- _Material for this task_
[Begin]
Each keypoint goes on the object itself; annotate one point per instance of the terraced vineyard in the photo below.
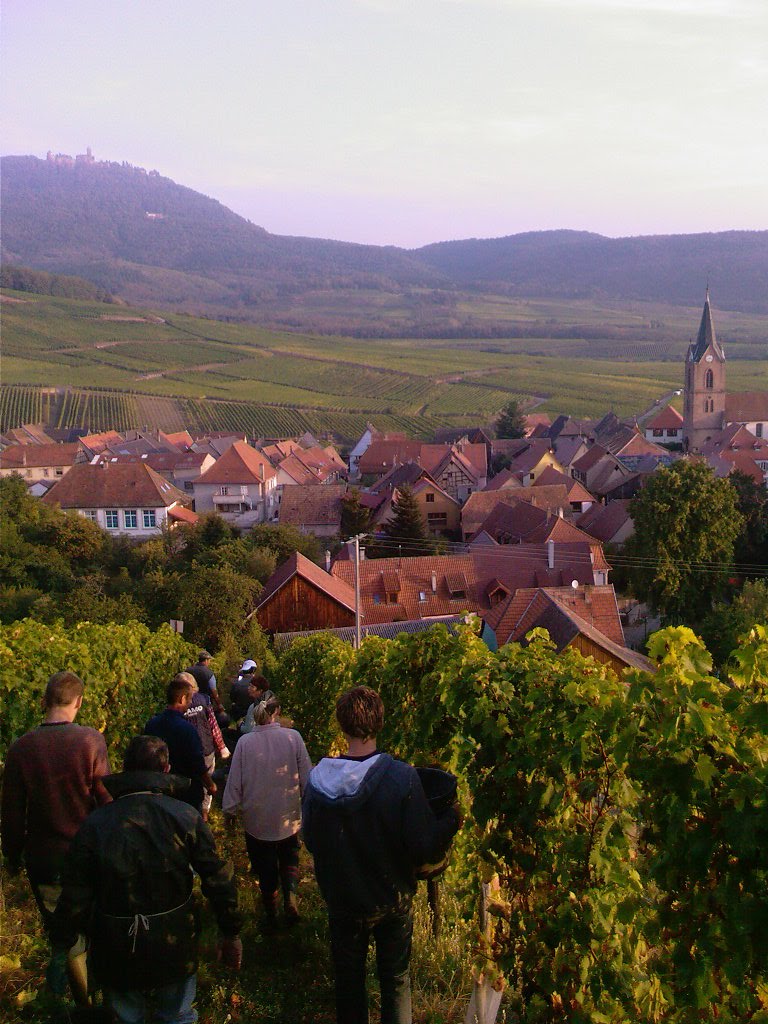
(107, 365)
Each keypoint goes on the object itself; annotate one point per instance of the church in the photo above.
(709, 412)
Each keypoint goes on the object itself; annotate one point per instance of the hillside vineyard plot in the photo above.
(250, 374)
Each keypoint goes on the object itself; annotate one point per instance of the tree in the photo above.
(404, 530)
(686, 524)
(752, 544)
(726, 623)
(355, 518)
(511, 422)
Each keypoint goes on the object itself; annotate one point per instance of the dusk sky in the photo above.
(411, 121)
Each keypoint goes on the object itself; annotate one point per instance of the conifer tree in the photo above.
(511, 422)
(406, 527)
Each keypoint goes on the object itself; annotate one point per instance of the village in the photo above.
(520, 530)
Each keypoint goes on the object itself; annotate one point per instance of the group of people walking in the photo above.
(112, 858)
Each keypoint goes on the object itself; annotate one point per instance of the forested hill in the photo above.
(658, 268)
(150, 241)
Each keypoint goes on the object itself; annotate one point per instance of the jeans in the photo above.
(392, 933)
(173, 1004)
(274, 863)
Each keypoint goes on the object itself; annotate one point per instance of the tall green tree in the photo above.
(686, 525)
(355, 518)
(511, 422)
(752, 544)
(404, 530)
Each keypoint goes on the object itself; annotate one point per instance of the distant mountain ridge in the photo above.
(153, 242)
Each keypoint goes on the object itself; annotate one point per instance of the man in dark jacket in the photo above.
(369, 826)
(183, 742)
(127, 883)
(206, 680)
(52, 780)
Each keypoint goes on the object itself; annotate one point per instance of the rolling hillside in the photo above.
(150, 241)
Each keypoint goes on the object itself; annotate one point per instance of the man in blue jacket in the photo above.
(369, 826)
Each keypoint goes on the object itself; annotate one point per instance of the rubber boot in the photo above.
(269, 902)
(77, 974)
(289, 880)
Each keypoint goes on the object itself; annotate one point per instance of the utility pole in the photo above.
(357, 592)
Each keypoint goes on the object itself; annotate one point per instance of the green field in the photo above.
(113, 366)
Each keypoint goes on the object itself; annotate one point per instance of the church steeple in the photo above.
(704, 401)
(706, 337)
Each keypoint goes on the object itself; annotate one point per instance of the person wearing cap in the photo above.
(206, 680)
(270, 767)
(258, 692)
(369, 826)
(239, 694)
(128, 884)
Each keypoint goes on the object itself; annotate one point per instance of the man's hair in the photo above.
(145, 754)
(265, 710)
(180, 685)
(62, 688)
(359, 712)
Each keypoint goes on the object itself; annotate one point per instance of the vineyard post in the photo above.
(357, 591)
(485, 998)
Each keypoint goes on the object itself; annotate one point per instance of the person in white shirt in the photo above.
(269, 772)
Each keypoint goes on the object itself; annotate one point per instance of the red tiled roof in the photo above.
(97, 442)
(590, 459)
(298, 471)
(577, 492)
(113, 485)
(312, 505)
(181, 514)
(477, 574)
(745, 462)
(481, 503)
(240, 464)
(179, 438)
(604, 521)
(595, 606)
(298, 564)
(748, 407)
(40, 456)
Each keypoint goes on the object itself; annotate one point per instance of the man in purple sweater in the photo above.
(52, 781)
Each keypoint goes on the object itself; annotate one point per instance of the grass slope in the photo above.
(156, 370)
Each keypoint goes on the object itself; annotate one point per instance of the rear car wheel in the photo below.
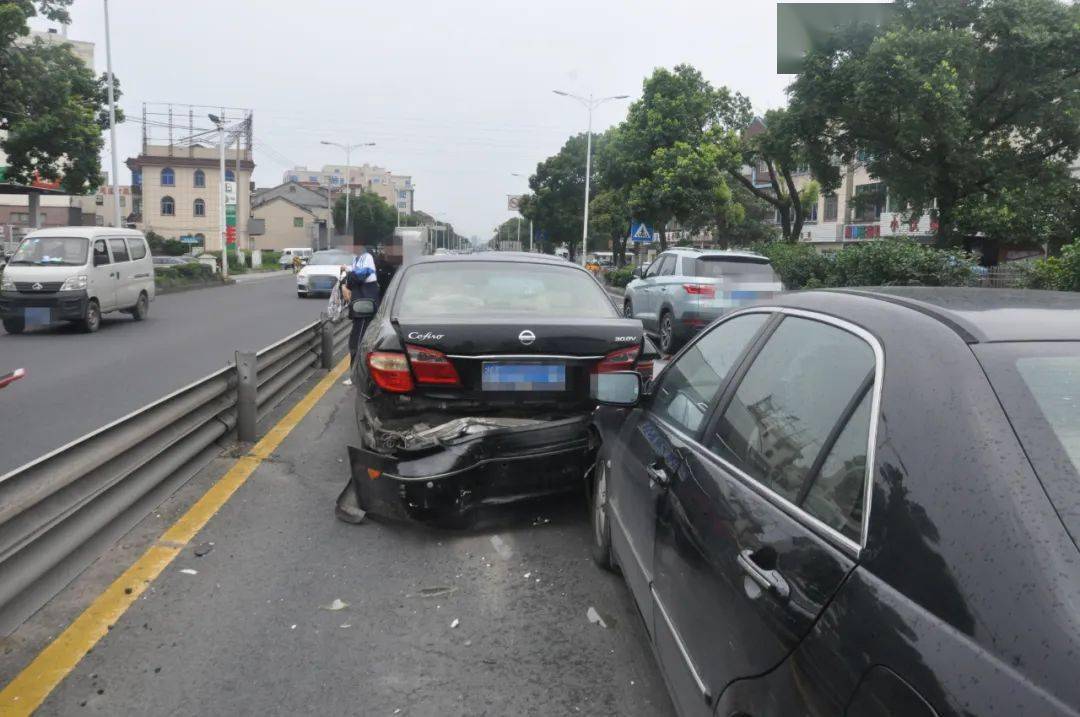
(666, 333)
(142, 307)
(93, 319)
(602, 529)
[End]
- _Problem statement_
Repeat every record above exactly, but leave out any pictures.

- _Response_
Each keypoint goes on the object itself; annotate one point per instance of the terraced vineyard in the photo below.
(107, 365)
Each keypoint goes on the object itself; annotate one point per instance of the church in the photo above.
(709, 412)
Each keypoint goes on the object itself; annotate one point per instance of the hillside vineyard plot in the photo above.
(250, 374)
Each keypoint goes on the object itself; annotate one point per instance of the tree in the photo above.
(404, 530)
(686, 524)
(752, 544)
(726, 623)
(355, 518)
(511, 422)
Each keypoint goes on the object itself; annotate one point per instance of the dusk sky in the photo above.
(411, 121)
Each keypoint goes on the object itself; annotate one point per instance of the conifer tree in the photo above.
(511, 422)
(406, 527)
Each keypoint goes on the object itself; annotate one point per instance of the village in the photo above.
(520, 530)
Each keypoint goes on the object itself; annotate one point per instance of the group of people walking in the photo above.
(112, 858)
Each keypoint goes on the object itself; annotate one point per instance of the forested hill in the photo above.
(658, 268)
(150, 241)
Each keypoint goes on the object itself; annotate one point per instance of the jeans in the photo above.
(392, 933)
(173, 1004)
(274, 863)
Each keypoint goes on the object itself; annotate one point per instance of the tall green tree in the photo above.
(686, 525)
(355, 518)
(511, 422)
(752, 544)
(404, 530)
Each keypoint goes on the object itself; annotate one point per instance of the distant mountain ridge in the photo above.
(153, 242)
Each keypoint goes on the object itself; annotate one point per instance of the man in dark jacket in the photo above.
(369, 826)
(183, 742)
(127, 883)
(206, 680)
(52, 780)
Each keypoint goes on the object itself; annotate one point per instance of the rolling hillside in the photo above.
(150, 241)
Each keypoint goes on the object itself; annotate one point per instance of the man in blue jacket in the photo above.
(369, 826)
Each keypoint goes on the object itself; annotate one point per instance of the rubber boot in the photo above.
(269, 902)
(77, 974)
(289, 880)
Each keypoint goes on the object itself; annotate one point per instance of the utility pole in the photo above.
(357, 592)
Each keypoint goes on the object itself; annotate one point per instance of the green field in the photo above.
(113, 366)
Each keypoint goes on the object itself; annotate one point per instance of the church steeple in the photo above.
(704, 401)
(706, 337)
Each keypoint goes on the object itself; annotate one point per instance of the person wearing cap in the photo above.
(206, 680)
(270, 767)
(258, 692)
(369, 826)
(239, 694)
(128, 884)
Each keypoint goes on the object itself; annotate one point per instance of the man's hair in the photo above.
(145, 754)
(265, 710)
(180, 685)
(62, 688)
(359, 712)
Each keypoint goes on the object itself; annotate one point per instance of the vineyard post in the photo above.
(357, 591)
(485, 998)
Each keypoint goes on the object itself; annotate one point per instance of the person in white shirt in the photo above.
(269, 772)
Each keypoint goes on the object itself; annotate one point per instance of the red tiled roof in the photo above.
(97, 442)
(590, 459)
(298, 471)
(577, 492)
(113, 485)
(312, 505)
(181, 514)
(477, 574)
(745, 462)
(481, 503)
(240, 464)
(179, 438)
(604, 521)
(595, 606)
(298, 564)
(748, 407)
(40, 456)
Each keypoint goes on the object itself; annotate one point per instance of the man in purple sweater in the photo above.
(52, 781)
Each keypoint goes on the object itself; annotate one point per instance of the grass slope in the photo above.
(156, 370)
Each keypoint goes on the object itself; annotate one point per instance of the rear car wheel in the photo below.
(666, 333)
(142, 307)
(93, 319)
(602, 529)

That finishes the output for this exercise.